- _Instructions to follow_
Pick out each line in the items below that contains the word "dark", and copy those lines unchanged.
____________
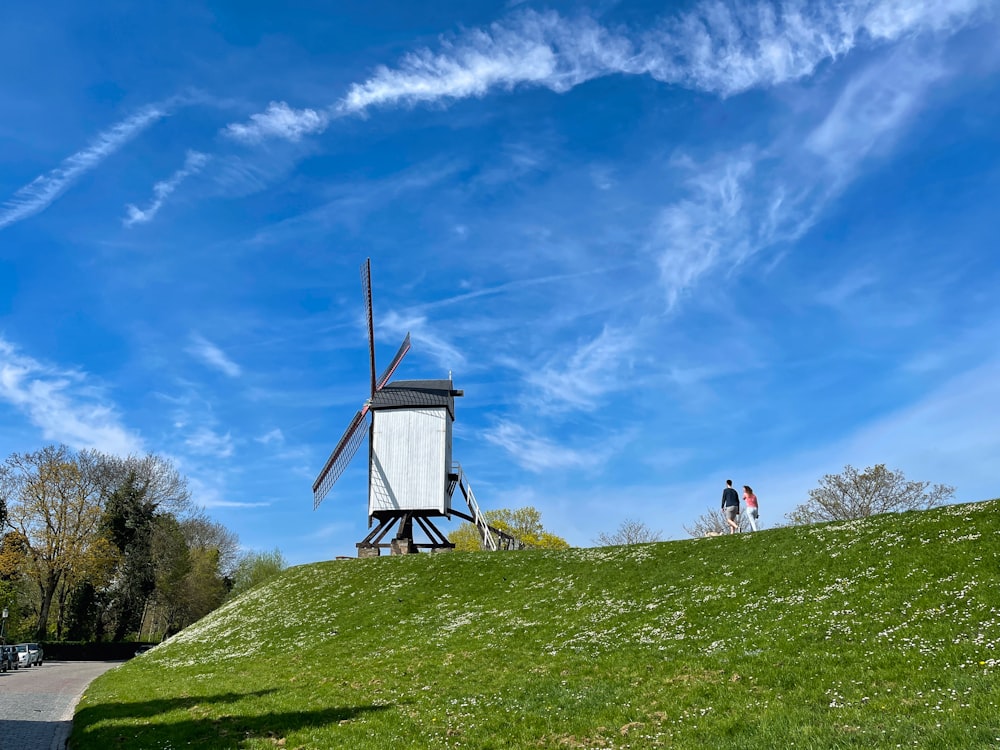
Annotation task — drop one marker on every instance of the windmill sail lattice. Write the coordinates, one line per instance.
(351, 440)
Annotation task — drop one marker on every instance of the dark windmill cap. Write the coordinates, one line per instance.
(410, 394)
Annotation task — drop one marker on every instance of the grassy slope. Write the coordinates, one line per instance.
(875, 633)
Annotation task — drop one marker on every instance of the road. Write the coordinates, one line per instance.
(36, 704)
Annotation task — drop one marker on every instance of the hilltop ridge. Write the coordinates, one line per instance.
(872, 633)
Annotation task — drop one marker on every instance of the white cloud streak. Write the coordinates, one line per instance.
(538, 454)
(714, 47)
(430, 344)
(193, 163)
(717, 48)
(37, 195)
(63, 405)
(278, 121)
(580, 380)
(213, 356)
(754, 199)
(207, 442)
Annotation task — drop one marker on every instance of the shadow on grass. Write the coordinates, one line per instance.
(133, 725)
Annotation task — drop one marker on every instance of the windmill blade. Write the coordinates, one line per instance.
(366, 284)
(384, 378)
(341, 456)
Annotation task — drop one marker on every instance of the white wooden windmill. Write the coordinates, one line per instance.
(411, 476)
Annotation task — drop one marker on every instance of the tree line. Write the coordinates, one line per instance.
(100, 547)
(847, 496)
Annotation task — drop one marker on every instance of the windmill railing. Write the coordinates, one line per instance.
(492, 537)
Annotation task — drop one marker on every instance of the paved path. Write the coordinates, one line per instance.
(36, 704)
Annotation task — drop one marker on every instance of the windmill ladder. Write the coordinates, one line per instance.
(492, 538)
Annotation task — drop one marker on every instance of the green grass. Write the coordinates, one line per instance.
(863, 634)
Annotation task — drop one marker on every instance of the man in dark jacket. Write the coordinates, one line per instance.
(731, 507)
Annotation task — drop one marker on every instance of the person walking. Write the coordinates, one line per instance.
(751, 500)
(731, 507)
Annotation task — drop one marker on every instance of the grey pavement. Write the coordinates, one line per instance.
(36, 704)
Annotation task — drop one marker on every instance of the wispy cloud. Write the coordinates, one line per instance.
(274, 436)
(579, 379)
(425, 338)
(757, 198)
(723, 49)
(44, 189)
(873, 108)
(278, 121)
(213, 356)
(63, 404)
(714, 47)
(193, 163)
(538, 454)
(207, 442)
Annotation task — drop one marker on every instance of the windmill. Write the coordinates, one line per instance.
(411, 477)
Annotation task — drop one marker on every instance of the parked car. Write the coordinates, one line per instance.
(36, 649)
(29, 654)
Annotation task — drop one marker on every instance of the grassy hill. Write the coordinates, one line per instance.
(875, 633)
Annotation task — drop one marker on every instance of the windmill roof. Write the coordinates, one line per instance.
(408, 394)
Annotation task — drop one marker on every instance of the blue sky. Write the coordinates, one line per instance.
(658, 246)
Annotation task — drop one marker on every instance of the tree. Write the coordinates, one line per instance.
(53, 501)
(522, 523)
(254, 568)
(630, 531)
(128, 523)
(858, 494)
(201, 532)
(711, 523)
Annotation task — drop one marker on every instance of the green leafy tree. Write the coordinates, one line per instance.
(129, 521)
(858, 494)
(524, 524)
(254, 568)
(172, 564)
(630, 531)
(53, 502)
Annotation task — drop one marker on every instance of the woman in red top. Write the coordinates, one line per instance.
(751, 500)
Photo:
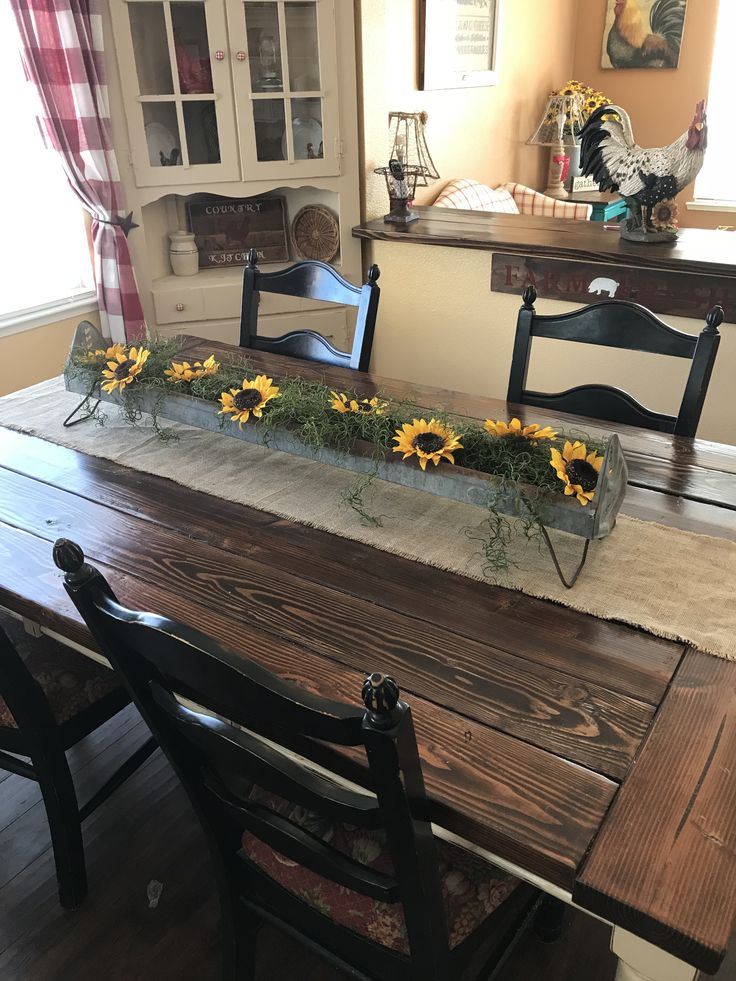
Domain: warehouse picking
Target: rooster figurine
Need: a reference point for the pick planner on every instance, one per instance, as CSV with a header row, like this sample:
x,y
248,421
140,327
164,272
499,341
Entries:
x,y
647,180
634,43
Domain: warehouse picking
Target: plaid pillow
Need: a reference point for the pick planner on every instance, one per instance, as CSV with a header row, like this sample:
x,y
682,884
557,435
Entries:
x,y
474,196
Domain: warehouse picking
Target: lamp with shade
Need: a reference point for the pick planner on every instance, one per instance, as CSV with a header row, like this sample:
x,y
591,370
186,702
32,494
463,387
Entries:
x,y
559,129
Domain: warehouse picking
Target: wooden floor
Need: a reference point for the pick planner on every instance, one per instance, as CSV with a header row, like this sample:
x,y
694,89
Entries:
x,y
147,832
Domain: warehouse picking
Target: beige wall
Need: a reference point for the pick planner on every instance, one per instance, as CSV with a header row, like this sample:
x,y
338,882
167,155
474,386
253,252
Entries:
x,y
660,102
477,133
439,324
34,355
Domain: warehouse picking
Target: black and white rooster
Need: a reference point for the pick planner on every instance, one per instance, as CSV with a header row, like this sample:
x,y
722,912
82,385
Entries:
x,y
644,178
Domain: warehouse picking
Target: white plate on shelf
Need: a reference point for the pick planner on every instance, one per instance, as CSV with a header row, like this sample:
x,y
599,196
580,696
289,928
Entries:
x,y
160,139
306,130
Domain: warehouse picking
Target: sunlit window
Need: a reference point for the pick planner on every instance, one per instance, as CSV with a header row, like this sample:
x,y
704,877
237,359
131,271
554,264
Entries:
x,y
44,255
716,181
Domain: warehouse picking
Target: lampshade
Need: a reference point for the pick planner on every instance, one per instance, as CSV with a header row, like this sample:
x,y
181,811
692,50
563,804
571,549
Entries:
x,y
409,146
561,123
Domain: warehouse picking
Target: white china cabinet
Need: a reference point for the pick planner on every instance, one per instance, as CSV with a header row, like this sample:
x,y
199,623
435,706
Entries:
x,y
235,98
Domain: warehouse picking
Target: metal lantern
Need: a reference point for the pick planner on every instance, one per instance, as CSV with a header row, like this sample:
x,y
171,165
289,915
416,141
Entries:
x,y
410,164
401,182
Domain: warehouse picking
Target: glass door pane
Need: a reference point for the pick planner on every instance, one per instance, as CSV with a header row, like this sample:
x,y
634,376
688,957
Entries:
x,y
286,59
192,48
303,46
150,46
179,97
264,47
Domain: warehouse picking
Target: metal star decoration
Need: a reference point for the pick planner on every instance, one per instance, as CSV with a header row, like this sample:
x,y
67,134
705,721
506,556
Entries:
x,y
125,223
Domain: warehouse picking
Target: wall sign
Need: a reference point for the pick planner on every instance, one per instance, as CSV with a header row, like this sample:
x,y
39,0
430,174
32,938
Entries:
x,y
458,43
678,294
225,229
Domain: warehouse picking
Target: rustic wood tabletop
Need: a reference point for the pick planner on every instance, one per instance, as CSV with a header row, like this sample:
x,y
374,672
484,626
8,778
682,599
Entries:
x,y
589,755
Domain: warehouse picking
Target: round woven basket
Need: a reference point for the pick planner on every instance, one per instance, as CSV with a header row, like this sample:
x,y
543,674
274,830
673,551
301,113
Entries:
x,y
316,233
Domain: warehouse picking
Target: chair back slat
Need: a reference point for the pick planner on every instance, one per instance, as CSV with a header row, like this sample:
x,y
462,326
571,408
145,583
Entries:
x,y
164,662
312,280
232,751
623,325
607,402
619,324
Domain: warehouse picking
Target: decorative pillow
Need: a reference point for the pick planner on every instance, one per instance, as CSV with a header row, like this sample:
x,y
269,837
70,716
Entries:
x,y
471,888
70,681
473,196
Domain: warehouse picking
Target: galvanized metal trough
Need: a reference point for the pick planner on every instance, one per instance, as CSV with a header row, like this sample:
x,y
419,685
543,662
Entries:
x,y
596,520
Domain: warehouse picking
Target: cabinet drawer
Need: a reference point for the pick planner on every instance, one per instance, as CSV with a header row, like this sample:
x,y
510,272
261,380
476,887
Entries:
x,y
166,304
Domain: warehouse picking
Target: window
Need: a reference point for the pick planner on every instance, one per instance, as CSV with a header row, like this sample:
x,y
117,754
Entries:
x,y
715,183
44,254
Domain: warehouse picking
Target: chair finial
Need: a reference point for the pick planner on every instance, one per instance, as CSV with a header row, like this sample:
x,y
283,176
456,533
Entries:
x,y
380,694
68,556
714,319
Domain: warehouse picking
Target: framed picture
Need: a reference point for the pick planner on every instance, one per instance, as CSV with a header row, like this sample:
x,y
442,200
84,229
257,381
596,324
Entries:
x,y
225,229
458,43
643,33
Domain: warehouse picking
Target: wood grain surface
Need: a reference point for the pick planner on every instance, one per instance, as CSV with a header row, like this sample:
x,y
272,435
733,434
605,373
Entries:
____________
- _Correct response_
Annotation task — drop one marker on every instance of the dark windmill cap. Write the coordinates, one line per instance.
Annotation task — drop one marker on every instance of the man in dark jacket. Write the coordinates, one line per instance.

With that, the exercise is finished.